Only one stretch of the listing below is wanted. Give it again exactly, from the line with "locate: front door" through the line with "locate: taillight |".
==========
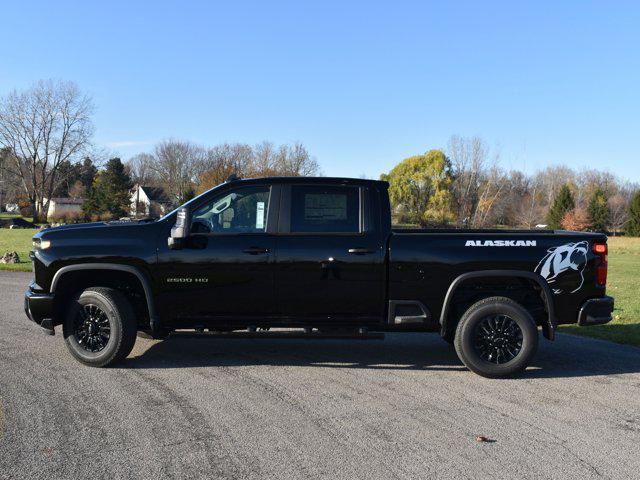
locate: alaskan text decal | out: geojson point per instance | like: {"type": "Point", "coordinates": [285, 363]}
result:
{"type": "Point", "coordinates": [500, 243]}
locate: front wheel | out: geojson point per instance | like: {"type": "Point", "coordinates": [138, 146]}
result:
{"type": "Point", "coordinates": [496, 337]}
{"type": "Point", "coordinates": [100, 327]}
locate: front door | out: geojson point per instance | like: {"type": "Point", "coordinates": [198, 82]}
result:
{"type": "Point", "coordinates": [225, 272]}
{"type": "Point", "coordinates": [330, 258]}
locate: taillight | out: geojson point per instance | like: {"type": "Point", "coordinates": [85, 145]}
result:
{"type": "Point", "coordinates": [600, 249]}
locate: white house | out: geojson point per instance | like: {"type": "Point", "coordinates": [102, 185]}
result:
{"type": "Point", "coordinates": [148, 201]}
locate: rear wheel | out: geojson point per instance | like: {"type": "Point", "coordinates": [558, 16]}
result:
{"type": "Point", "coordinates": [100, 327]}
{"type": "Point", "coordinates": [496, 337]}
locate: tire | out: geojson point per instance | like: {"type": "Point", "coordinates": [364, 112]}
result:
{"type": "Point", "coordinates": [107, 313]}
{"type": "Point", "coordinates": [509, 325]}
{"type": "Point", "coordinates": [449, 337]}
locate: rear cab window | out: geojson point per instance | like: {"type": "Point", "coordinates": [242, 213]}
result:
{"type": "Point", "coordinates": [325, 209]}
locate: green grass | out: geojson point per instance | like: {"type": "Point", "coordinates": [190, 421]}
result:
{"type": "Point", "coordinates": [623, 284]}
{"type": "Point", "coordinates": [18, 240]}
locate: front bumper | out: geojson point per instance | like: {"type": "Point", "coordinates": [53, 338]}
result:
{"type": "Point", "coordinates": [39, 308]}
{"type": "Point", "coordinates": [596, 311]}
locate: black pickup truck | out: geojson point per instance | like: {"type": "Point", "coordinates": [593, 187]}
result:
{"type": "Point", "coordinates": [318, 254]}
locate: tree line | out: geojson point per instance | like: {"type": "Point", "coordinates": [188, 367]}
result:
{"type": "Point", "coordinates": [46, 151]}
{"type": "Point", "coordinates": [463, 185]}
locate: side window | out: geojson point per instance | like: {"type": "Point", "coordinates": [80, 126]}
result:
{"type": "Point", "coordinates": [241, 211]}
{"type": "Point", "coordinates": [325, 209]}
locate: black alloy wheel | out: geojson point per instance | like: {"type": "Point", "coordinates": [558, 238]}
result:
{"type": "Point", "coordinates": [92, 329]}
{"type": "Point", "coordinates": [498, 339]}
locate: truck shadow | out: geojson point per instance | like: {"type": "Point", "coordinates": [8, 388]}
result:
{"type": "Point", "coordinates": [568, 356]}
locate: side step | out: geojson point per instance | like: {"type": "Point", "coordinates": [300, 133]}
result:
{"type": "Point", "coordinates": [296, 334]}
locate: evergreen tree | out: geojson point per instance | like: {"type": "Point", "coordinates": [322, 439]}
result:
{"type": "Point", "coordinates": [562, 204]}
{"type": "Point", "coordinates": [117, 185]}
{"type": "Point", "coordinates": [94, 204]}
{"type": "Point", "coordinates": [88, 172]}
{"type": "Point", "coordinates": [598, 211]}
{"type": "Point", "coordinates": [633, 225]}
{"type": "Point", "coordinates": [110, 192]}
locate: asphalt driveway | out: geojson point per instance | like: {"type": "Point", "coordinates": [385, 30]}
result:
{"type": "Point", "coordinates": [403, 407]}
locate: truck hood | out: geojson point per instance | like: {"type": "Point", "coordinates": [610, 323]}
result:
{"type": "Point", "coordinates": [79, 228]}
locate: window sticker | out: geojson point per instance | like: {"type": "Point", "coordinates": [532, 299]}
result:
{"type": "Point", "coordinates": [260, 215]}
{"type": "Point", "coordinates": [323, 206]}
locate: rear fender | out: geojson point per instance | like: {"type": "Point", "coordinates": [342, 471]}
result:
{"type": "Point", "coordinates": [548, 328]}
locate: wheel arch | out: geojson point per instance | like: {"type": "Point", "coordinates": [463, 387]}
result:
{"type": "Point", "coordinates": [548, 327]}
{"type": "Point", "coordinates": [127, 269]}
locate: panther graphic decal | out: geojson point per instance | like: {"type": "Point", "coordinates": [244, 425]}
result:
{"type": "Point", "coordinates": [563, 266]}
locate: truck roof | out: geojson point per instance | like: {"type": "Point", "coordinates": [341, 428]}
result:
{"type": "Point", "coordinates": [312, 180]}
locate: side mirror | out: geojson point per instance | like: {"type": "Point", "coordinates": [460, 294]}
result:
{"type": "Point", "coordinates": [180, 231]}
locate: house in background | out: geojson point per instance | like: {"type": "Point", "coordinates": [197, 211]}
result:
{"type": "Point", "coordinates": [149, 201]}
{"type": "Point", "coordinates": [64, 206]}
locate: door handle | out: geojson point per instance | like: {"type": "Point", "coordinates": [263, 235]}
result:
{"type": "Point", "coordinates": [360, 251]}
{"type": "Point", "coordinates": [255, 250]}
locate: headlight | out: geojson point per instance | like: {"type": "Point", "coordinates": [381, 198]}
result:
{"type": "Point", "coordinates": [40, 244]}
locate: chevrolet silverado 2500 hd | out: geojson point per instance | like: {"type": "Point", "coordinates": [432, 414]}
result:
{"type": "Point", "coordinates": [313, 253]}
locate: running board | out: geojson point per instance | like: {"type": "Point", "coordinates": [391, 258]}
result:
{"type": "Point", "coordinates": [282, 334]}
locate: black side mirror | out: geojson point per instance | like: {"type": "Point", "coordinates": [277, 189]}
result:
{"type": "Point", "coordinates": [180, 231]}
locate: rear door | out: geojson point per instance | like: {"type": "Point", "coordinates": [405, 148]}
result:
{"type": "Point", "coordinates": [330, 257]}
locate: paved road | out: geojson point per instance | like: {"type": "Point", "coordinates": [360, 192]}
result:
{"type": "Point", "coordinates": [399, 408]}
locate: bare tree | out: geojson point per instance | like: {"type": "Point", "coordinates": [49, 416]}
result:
==========
#### REPLY TO THE TASK
locate: front door | out: geojson point per instance | like: {"type": "Point", "coordinates": [198, 82]}
result:
{"type": "Point", "coordinates": [225, 272]}
{"type": "Point", "coordinates": [330, 258]}
locate: taillight | out: geojson point per instance | like: {"type": "Point", "coordinates": [85, 145]}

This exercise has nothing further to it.